## [Exercise objective]
Copy the rows below word for word, starting at the line that contains "written like <point>612,69</point>." and ending at the line that contains "<point>103,450</point>", with both of those lines included.

-- START Task input --

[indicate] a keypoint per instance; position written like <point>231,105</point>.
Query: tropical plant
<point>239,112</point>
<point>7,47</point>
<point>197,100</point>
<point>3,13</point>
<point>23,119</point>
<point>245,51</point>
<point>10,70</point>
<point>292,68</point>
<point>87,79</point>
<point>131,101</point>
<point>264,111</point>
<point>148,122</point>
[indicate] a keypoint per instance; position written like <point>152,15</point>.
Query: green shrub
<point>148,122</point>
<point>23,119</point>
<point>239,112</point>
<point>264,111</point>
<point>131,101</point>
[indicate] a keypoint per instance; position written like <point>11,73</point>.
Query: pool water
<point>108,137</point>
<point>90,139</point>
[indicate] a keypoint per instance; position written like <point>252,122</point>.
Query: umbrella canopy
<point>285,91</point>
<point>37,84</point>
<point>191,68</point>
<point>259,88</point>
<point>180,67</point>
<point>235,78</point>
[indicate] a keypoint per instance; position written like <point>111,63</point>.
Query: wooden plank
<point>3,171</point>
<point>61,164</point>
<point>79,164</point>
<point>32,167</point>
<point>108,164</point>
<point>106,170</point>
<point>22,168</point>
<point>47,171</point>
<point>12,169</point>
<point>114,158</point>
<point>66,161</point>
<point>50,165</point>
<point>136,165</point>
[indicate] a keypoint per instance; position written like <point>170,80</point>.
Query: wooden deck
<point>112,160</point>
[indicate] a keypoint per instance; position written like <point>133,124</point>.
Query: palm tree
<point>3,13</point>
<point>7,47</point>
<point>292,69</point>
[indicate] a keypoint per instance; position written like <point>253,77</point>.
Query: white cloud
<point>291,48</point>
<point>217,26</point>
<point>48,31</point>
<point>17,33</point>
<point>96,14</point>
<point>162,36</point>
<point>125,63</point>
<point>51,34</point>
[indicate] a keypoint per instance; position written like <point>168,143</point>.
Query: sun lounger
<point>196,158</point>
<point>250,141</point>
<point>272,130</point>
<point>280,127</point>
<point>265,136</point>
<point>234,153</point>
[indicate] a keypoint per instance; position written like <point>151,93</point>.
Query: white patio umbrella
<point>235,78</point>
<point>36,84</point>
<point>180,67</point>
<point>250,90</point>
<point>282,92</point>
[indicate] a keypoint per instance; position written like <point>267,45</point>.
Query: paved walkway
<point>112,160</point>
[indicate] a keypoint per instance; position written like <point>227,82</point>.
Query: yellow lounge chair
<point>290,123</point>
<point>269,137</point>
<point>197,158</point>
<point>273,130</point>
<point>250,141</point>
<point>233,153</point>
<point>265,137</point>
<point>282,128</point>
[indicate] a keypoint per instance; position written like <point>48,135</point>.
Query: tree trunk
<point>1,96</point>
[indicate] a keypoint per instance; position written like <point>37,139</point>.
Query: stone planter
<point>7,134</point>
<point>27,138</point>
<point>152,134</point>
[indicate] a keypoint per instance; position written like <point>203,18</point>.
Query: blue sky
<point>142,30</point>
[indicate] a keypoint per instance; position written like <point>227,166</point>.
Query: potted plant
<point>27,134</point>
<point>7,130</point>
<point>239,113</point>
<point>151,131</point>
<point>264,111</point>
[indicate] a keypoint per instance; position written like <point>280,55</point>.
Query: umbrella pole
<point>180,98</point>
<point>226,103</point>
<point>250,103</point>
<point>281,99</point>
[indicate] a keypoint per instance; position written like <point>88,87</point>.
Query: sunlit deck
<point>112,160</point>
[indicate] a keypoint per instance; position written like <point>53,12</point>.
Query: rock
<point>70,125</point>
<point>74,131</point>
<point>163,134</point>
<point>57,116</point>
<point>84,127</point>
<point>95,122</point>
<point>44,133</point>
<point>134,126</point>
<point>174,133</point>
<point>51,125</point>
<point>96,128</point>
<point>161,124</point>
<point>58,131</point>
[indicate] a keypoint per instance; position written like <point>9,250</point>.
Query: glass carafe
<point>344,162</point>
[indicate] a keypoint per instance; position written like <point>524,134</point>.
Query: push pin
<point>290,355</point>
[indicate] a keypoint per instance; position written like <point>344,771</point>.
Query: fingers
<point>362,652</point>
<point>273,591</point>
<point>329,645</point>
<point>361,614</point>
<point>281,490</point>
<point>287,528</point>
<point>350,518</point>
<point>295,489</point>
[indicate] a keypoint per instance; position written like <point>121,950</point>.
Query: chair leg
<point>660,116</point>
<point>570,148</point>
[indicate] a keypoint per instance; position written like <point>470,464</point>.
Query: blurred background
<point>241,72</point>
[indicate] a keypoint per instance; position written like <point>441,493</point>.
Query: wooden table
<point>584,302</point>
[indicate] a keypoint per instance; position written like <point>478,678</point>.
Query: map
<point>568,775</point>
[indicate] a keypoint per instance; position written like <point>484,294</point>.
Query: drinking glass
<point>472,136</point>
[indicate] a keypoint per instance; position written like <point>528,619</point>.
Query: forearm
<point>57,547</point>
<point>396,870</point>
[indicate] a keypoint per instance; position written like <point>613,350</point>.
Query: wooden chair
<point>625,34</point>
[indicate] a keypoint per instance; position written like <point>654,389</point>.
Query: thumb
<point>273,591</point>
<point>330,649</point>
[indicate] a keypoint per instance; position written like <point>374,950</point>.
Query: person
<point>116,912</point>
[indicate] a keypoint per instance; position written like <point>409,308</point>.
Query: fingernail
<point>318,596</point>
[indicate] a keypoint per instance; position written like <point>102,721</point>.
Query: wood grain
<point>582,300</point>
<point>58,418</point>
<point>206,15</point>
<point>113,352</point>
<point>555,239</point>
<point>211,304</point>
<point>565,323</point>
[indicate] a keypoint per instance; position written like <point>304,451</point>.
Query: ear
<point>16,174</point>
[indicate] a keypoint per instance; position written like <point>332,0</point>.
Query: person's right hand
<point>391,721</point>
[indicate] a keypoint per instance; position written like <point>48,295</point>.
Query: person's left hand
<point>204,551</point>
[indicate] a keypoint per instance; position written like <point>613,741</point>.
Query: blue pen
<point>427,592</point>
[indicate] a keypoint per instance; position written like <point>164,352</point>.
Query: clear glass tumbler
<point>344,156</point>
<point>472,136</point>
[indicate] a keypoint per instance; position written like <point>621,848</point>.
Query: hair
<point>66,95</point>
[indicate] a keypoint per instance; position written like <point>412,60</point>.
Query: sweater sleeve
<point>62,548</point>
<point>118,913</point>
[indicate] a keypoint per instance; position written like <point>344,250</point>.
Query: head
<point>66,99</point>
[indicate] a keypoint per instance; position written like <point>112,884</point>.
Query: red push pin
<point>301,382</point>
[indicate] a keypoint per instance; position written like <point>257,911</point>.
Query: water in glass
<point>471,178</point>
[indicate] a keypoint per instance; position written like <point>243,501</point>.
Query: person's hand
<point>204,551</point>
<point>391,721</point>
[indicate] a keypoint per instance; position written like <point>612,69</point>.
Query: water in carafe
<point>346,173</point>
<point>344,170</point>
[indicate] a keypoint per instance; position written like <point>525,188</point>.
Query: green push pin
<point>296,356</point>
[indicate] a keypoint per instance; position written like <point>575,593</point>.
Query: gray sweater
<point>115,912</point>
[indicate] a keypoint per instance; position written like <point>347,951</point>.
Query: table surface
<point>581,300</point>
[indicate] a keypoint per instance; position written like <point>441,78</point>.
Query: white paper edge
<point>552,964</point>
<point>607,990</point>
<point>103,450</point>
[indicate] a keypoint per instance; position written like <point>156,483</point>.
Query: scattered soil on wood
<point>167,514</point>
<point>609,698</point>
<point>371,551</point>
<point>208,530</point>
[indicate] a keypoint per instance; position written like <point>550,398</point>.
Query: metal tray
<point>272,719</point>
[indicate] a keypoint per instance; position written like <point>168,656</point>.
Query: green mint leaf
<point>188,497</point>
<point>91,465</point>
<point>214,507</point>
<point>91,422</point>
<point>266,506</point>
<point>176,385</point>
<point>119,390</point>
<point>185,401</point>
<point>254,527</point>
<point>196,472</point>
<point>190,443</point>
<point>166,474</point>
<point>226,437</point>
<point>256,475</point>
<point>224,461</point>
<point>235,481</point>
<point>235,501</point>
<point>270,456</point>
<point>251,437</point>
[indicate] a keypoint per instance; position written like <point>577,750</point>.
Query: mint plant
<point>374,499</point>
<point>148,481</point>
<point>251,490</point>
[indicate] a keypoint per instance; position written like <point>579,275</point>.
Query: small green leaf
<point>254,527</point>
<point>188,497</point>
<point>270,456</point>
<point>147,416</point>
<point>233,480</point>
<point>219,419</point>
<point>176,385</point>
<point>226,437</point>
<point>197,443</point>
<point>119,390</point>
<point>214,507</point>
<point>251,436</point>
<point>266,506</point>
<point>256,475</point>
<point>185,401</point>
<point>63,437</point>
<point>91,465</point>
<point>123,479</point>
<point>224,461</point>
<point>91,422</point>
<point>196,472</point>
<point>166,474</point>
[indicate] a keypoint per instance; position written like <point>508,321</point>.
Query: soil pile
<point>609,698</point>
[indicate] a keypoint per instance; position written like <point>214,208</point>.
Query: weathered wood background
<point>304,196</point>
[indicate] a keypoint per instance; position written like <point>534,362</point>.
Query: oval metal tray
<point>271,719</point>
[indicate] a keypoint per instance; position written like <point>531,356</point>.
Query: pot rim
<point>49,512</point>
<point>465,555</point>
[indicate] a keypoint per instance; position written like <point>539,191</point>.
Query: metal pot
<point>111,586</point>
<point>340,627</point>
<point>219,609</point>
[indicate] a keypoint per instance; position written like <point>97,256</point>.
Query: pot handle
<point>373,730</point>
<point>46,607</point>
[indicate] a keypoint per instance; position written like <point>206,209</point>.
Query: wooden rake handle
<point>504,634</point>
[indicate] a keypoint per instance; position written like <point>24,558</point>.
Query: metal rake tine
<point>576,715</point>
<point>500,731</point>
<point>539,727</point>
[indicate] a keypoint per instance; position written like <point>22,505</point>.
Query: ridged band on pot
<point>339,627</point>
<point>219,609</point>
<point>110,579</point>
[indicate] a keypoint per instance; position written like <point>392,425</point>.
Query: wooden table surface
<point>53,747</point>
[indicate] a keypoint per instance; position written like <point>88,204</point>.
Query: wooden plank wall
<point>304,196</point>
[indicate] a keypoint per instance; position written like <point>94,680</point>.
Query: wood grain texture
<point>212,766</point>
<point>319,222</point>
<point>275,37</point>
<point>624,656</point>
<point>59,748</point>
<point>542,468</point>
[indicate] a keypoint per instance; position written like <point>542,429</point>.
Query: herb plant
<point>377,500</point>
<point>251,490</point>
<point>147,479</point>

-- END Task input --

## [Exercise output]
[indicate] a keypoint per instance; position written like <point>612,69</point>.
Query: water in carafe
<point>346,173</point>
<point>344,170</point>
[indicate] a keypoint per instance; position written like <point>525,188</point>.
Query: green push pin
<point>296,356</point>
[indicate] a keypoint per instance; position written like <point>575,593</point>.
Query: gray sweater
<point>115,912</point>
[indicate] a keypoint per instance; position written like <point>347,951</point>.
Query: table surface
<point>581,300</point>
[indicate] a keypoint per instance; position written like <point>441,78</point>.
Query: white paper edge
<point>552,964</point>
<point>607,990</point>
<point>103,450</point>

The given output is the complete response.